## Work order
Once you find the line with "Pick out every instance of the overcast" in the entries below, return exactly every line from it through the line with "Pick out every instance of the green".

## The data
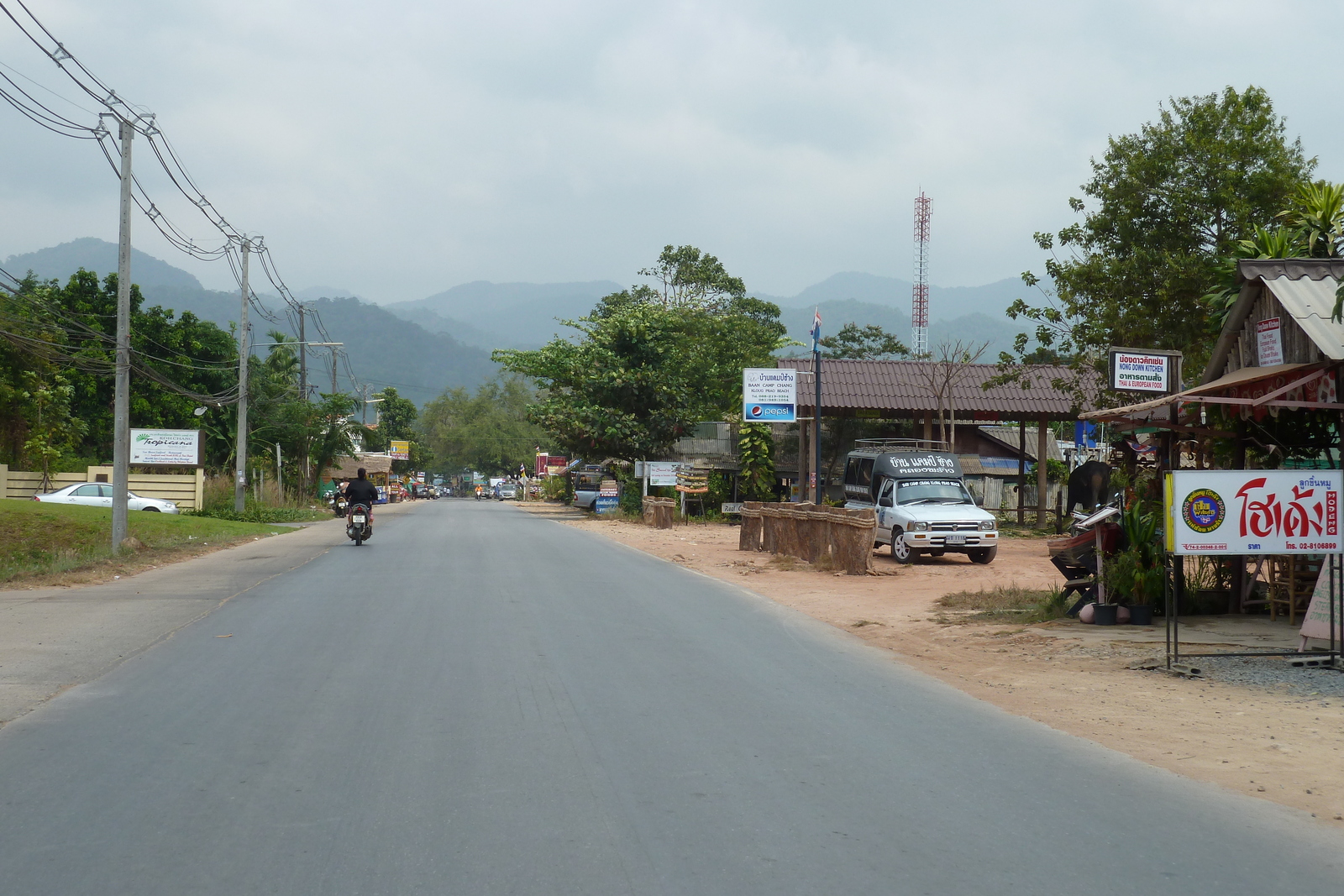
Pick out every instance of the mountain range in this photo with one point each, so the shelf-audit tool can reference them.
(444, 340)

...

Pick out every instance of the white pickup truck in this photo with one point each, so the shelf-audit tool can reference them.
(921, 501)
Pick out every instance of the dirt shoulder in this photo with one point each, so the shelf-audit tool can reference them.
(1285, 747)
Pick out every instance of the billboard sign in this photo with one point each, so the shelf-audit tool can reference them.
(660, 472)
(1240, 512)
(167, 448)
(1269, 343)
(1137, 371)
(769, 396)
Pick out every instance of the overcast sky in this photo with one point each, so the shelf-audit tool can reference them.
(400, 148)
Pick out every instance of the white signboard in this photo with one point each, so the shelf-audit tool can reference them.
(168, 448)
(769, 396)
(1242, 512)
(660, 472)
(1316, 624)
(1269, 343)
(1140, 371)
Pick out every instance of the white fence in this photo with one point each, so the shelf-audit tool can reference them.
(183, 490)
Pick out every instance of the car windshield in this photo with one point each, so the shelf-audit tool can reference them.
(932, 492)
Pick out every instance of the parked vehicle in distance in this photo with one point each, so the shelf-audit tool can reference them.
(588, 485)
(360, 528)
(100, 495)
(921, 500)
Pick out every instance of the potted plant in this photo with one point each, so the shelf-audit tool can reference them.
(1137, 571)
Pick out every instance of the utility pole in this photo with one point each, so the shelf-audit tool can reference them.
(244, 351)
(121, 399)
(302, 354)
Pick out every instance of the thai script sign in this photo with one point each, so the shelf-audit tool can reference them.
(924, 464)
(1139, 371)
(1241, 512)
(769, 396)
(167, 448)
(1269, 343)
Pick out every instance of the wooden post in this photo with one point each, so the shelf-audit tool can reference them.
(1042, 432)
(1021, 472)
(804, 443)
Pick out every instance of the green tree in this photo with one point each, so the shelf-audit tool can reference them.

## Solution
Pick out every instance of the overcast sky in this photo with one point each, so the shelf-audit tool can reference them.
(400, 148)
Pick out every instance of the white signboard in this photo with one point each, so the shelf-audit tool can reference them.
(168, 448)
(769, 396)
(1242, 512)
(660, 472)
(1316, 624)
(1269, 343)
(1140, 371)
Pick out every instance of the white fence in this photo with one point each, so the shelf-audit tool can reference them.
(183, 490)
Pick out every instance of the car windshield in this photo with one point each, so the shelf-audit tool can reference them.
(932, 492)
Pick out every instance of the parked vehicle in distance in this photo with one point each, so the shelf-audit tool can reference them.
(588, 485)
(360, 528)
(100, 495)
(921, 500)
Pick out every instance of the potted plant in this photo with one point each, so the shelf-audit tool can reference them.
(1137, 571)
Pick out every instance of the utility pole in this photo with one point each, so the shelf-audit tool can reference them.
(244, 351)
(121, 399)
(302, 354)
Pick out every instance of the thai script sign in this photo with one point each, so the shelf-audit tool can reference them.
(924, 464)
(1139, 371)
(1241, 512)
(769, 396)
(167, 448)
(1269, 343)
Pick out every instance of the wooden post in this photo with one point each, so the shelf-audit tool can reference them.
(1042, 432)
(1021, 472)
(804, 443)
Pick out every instance of the green tree in this photo with one point each, so the shelf-audit tool can reference them.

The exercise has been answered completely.